┌─ Records provided

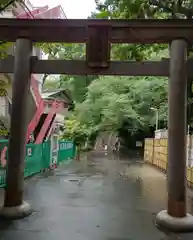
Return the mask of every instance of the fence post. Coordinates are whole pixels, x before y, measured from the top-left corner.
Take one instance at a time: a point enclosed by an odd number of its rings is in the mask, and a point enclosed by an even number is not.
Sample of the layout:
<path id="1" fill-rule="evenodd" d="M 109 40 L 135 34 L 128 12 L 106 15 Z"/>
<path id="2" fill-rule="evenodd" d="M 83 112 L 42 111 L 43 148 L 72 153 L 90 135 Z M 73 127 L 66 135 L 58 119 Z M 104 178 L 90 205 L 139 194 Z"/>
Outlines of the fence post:
<path id="1" fill-rule="evenodd" d="M 17 39 L 12 90 L 11 128 L 8 149 L 5 201 L 0 214 L 8 218 L 29 215 L 31 207 L 23 202 L 24 160 L 27 132 L 28 95 L 30 93 L 32 43 Z"/>

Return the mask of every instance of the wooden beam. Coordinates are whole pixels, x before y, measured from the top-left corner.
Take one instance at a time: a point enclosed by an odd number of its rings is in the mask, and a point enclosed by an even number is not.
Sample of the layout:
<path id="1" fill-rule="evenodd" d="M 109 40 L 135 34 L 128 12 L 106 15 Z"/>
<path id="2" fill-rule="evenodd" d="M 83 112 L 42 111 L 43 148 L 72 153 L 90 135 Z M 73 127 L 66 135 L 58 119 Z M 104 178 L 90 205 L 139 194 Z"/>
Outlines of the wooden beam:
<path id="1" fill-rule="evenodd" d="M 0 60 L 0 73 L 12 73 L 13 69 L 13 57 Z M 86 61 L 37 60 L 33 57 L 31 70 L 36 74 L 169 76 L 169 60 L 161 62 L 113 61 L 109 62 L 109 67 L 91 68 L 88 67 Z"/>
<path id="2" fill-rule="evenodd" d="M 87 29 L 109 29 L 111 43 L 169 43 L 183 38 L 193 43 L 190 20 L 93 20 L 93 19 L 6 19 L 0 18 L 0 40 L 28 38 L 35 42 L 85 43 Z"/>

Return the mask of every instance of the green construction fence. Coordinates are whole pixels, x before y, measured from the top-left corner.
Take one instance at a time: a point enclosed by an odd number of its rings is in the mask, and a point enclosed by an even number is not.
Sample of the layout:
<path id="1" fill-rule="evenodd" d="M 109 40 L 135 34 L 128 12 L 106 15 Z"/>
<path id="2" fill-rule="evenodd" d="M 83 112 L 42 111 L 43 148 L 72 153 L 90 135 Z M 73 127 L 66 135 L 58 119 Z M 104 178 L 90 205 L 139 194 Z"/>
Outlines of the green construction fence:
<path id="1" fill-rule="evenodd" d="M 3 154 L 5 147 L 8 148 L 8 141 L 0 140 L 0 187 L 4 187 L 6 183 L 6 166 L 2 166 L 2 158 L 8 158 L 8 151 Z M 42 144 L 27 144 L 24 177 L 27 178 L 40 173 L 42 170 L 48 169 L 55 162 L 58 165 L 75 157 L 75 146 L 72 141 L 59 141 L 58 149 L 55 150 L 55 158 L 53 158 L 54 154 L 52 154 L 52 151 L 50 141 L 43 142 Z"/>

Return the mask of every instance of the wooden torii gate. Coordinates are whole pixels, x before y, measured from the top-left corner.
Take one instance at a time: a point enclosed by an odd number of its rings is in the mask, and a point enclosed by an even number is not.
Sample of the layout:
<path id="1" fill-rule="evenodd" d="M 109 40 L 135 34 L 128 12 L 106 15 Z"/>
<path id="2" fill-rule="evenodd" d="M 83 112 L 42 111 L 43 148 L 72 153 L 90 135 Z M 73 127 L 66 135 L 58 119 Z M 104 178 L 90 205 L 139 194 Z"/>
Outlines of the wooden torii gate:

└─

What to do => All entries are to be retyped exactly. Omit any embedded images.

Solution to the exercise =>
Return the mask of every instance of the fence post. Coordinates are whole pixels, x before y, measured from the top-left corner.
Take one instance at a time: a point enclosed by an odd number of its rings is in the mask, and a point enclosed by an even number is not.
Sample of the layout:
<path id="1" fill-rule="evenodd" d="M 109 40 L 135 34 L 128 12 L 106 15 Z"/>
<path id="2" fill-rule="evenodd" d="M 83 112 L 42 111 L 43 148 L 72 153 L 90 135 Z M 73 127 L 66 135 L 58 119 Z M 104 178 L 90 205 L 139 194 Z"/>
Outlines of the fence post:
<path id="1" fill-rule="evenodd" d="M 17 39 L 12 90 L 11 128 L 8 149 L 5 201 L 0 214 L 8 218 L 29 215 L 31 207 L 23 202 L 24 160 L 27 132 L 28 95 L 30 93 L 32 43 Z"/>

Return the mask of every instance of the wooden beam. Coordinates are whole pixels, x before y, measured from the top-left corner.
Take one instance at a time: a point enclosed by an odd number of its rings is in the mask, and a point enclosed by an even number is not.
Sample of the layout:
<path id="1" fill-rule="evenodd" d="M 109 40 L 135 34 L 128 12 L 106 15 Z"/>
<path id="2" fill-rule="evenodd" d="M 83 112 L 42 111 L 43 148 L 72 153 L 90 135 Z M 73 127 L 66 135 L 58 119 Z M 104 178 L 90 205 L 139 194 Z"/>
Outlines of the wooden beam:
<path id="1" fill-rule="evenodd" d="M 0 60 L 0 73 L 12 73 L 13 69 L 13 57 Z M 86 61 L 37 60 L 33 57 L 31 70 L 36 74 L 169 76 L 169 60 L 161 62 L 113 61 L 109 62 L 109 67 L 91 68 L 88 67 Z"/>
<path id="2" fill-rule="evenodd" d="M 87 29 L 109 29 L 111 43 L 169 43 L 183 38 L 193 43 L 190 20 L 93 20 L 93 19 L 6 19 L 0 18 L 0 40 L 28 38 L 35 42 L 85 43 Z"/>

Return the mask of every instance of the green construction fence. Coordinates are whole pixels, x before y, measured from the top-left corner.
Take one instance at a time: a point enclosed by an odd number of its rings is in the mask, and a point enclosed by an even number is not.
Sample of the layout:
<path id="1" fill-rule="evenodd" d="M 109 40 L 135 34 L 128 12 L 106 15 Z"/>
<path id="2" fill-rule="evenodd" d="M 83 112 L 42 111 L 43 148 L 72 153 L 90 135 Z M 73 127 L 66 135 L 58 119 Z M 104 178 L 90 205 L 139 194 Z"/>
Outlines of the green construction fence:
<path id="1" fill-rule="evenodd" d="M 3 154 L 5 147 L 8 148 L 8 141 L 0 140 L 0 187 L 4 187 L 6 183 L 6 166 L 2 166 L 2 158 L 8 158 L 8 151 Z M 42 144 L 27 144 L 24 177 L 27 178 L 40 173 L 42 170 L 48 169 L 55 162 L 58 165 L 75 157 L 75 146 L 72 141 L 59 141 L 58 149 L 55 150 L 55 158 L 53 158 L 54 154 L 52 154 L 52 151 L 50 141 L 43 142 Z"/>

Return the mask of every instance of the wooden torii gate. Coordinates are whole pixels, x before y, measured from the top-left corner.
Take one instance at a time: a point enclosed by an odd number of its rings is in the mask, and a point enclosed by an even number is not.
Sample of the layout:
<path id="1" fill-rule="evenodd" d="M 109 40 L 135 34 L 128 12 L 106 15 Z"/>
<path id="2" fill-rule="evenodd" d="M 83 112 L 42 111 L 43 148 L 72 153 L 90 135 Z M 73 127 L 66 135 L 58 119 Z M 104 178 L 90 205 L 139 194 Z"/>
Outlines of the wooden torii gate:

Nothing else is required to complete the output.